Wood County ranks ninth on list of healthiest Ohio counties

Agreen and Agreen

According to the County Health Rankings released on Feb. 17, Wood County ranked the ninth healthiest out of Ohio’s 88 counties.

The study was part of the Mobilizing Action Toward Community Health Project (MATCH) between the Robert Wood Johnson Foundation and the University of Wisconsin Population Health Institute.

The project ranks counties based on two areas.

The first is the health outcomes of a population, which measure the length and quality of life. The second are health factors, which look at environment and behaviors.

“We have a higher than average high school graduation rate and post-high school education level, and when people have more opportunities for higher education, they make better health choices,” said Pat Snyder, public health technologies specialist at the Wood County Health Department.

All of the information collected and the rankings are on the County Health Rankings Web site.

According to the Web site, there were 5,975 premature deaths in Wood County, which is about 1,600 fewer than average in Ohio.

Wood County ranked high for health behaviors.

Only 9 percent of adults in Wood County smoke, while 24 percent smoke in Ohio.

In Wood County, 11 percent binge drink while statewide, 16 percent binge drink.

The teen birth rate for Wood County is 18 births per 1,000 teen girls, compared to 41 state-wide.

The factors for clinical care were about the same for Wood County and Ohio.

In Wood County, 87 percent of high school freshmen graduate and 30 percent of the population over 25 years old have a 4-year college degree.

There are 10 percent of children living in poverty in Wood County, compared to 18 percent state-wide.

“We have a poverty level which is lower than average and that has an impact on health. It affects what they can do and what they can change,” Snyder said.

Wood County ranked 72 out of 88 counties for physical environment factors.

Snyder said this is because the information about the ozone levels used to rank the counties was from 2005.

INFORMATION PROVIDED -
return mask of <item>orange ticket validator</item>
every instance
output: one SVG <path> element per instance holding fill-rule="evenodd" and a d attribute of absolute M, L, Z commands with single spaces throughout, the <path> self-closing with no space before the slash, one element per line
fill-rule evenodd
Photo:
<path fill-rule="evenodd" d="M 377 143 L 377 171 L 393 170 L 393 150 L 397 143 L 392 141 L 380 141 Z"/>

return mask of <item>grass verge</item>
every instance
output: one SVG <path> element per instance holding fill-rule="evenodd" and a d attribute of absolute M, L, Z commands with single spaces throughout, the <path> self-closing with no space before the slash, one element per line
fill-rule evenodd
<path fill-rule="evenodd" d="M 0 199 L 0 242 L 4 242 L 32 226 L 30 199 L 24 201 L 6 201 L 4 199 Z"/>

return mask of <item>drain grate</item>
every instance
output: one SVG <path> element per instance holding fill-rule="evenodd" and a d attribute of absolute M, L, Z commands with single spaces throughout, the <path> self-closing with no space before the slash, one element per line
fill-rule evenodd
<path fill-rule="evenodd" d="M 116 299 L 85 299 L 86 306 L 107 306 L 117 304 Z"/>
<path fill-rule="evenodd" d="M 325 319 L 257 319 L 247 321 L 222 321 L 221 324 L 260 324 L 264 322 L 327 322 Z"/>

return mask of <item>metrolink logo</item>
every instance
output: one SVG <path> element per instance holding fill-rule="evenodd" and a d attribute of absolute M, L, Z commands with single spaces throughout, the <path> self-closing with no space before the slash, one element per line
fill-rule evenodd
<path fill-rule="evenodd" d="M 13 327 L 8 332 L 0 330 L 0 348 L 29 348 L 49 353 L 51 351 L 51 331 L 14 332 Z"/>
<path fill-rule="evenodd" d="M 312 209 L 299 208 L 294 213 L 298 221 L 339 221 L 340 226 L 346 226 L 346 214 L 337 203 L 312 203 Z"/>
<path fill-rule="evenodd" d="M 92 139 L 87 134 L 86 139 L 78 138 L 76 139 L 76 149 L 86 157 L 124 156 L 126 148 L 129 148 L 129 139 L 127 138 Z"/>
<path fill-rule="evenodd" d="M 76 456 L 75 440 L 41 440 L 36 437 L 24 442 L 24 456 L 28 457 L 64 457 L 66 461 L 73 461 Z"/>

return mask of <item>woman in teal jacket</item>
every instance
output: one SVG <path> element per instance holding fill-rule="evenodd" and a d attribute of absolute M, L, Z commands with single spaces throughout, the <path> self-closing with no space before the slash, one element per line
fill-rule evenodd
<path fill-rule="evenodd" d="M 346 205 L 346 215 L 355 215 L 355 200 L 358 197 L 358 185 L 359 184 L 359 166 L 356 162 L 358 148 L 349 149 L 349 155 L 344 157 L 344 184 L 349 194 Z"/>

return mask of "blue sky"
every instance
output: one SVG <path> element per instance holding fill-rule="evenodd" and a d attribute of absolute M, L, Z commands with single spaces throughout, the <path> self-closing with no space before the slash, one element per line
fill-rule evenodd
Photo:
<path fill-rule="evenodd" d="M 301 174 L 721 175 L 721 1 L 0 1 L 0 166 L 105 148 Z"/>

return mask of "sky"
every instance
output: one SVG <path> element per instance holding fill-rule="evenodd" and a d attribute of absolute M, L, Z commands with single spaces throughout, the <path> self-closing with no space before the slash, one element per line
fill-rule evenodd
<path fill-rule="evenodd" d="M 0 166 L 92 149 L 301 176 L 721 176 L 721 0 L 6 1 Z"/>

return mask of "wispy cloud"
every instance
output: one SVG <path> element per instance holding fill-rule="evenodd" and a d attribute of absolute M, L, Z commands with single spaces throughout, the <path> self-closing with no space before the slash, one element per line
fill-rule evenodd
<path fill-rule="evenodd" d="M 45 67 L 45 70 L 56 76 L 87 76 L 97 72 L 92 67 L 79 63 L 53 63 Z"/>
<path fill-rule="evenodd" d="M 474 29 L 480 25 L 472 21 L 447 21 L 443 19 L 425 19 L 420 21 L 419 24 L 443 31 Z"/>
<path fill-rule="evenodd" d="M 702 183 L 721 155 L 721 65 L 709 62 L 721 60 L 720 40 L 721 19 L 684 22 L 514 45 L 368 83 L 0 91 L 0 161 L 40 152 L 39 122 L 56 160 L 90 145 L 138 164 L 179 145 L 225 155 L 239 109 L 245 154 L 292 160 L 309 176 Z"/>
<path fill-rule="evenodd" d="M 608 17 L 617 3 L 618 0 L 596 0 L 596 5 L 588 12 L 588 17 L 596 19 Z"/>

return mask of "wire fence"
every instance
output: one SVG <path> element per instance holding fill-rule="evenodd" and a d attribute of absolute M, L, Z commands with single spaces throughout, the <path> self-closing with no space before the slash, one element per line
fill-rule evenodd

ASSIGNMENT 1 - In the article on Wood County's health ranking, why does Snyder say Wood County ranked 72 out of 88 for physical environment factors? Answer in one to three sentences.
ASSIGNMENT 2 - According to the article on Wood County's health ranking, what is the teen birth rate in Wood County?

EXPECTED ANSWER 1 - Snyder said Wood County ranked 72 out of 88 for physical environment factors because the ozone level information used to rank the counties was from 2005.

EXPECTED ANSWER 2 - 18 births per 1,000 teen girls.